DATA FOR THIS EXERCISE –
***
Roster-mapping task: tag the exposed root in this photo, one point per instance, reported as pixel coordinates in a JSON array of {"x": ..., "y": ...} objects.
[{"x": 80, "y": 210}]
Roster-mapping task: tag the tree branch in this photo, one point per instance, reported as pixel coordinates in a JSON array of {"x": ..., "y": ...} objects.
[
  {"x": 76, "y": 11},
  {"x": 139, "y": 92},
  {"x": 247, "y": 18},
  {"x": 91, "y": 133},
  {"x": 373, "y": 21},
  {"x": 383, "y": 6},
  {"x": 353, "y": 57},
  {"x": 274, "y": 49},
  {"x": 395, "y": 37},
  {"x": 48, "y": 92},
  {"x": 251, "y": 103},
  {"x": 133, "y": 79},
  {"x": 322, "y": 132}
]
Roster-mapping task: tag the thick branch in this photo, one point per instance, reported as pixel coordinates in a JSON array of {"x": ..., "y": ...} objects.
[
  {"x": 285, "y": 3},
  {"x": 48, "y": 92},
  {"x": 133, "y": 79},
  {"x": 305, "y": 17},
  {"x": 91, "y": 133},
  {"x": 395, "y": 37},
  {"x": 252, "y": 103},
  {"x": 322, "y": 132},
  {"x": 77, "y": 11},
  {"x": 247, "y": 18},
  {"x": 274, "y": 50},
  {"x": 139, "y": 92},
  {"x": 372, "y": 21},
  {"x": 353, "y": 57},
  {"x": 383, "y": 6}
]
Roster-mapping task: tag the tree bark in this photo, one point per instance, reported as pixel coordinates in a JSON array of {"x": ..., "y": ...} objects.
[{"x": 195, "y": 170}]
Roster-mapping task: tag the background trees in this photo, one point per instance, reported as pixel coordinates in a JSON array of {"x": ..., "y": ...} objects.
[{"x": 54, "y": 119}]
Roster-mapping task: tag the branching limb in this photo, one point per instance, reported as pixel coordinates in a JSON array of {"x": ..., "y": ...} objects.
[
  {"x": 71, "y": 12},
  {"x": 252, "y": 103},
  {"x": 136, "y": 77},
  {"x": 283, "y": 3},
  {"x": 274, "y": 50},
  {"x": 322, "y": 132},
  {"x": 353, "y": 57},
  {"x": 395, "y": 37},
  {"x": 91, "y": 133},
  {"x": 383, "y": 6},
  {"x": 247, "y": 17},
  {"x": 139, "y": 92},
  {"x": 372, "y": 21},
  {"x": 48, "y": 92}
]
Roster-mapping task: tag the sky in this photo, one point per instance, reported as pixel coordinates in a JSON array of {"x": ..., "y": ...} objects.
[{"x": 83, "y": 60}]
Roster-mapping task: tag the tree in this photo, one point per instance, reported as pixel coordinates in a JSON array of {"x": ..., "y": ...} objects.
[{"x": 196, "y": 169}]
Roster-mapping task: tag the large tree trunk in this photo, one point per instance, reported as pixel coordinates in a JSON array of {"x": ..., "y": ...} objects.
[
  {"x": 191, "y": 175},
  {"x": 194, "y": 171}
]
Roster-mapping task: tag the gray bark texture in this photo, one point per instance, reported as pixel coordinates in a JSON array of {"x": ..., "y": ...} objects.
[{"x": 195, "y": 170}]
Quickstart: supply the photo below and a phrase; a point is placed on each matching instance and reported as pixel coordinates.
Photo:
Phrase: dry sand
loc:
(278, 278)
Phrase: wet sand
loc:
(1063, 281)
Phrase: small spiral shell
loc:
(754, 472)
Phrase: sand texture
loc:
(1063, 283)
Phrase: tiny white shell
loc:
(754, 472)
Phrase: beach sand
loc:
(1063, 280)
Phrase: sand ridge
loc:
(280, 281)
***
Write out, word for word, the line containing "Roster-mapping task: tag the tree in" and every line after it to the end of the data above.

FULL ANSWER –
Roster-mapping task: tag the tree in this photo, one point per instance, reported as pixel coordinates in a JSON array of {"x": ..., "y": ...} objects.
[{"x": 196, "y": 169}]
Roster-mapping task: tag the large tree trunk in this photo, one point per instance, reported as pixel coordinates in a JSON array of {"x": ..., "y": ...} objects.
[
  {"x": 191, "y": 175},
  {"x": 194, "y": 171}
]
Roster-mapping task: tag the gray bark texture in this photo, one point per instance, reported as pixel coordinates in a JSON array of {"x": ..., "y": ...} objects.
[{"x": 195, "y": 170}]
Quickstart: supply the photo below and a phrase; a point is placed on each matching instance and reported as pixel coordinates.
Photo:
Phrase: dry sand
loc:
(278, 278)
Phrase: wet sand
loc:
(1063, 281)
Phrase: small spiral shell
loc:
(754, 472)
Phrase: sand texture
loc:
(1063, 283)
Phrase: tiny white shell
loc:
(754, 472)
Phrase: beach sand
loc:
(1063, 280)
Phrase: sand ridge
loc:
(280, 281)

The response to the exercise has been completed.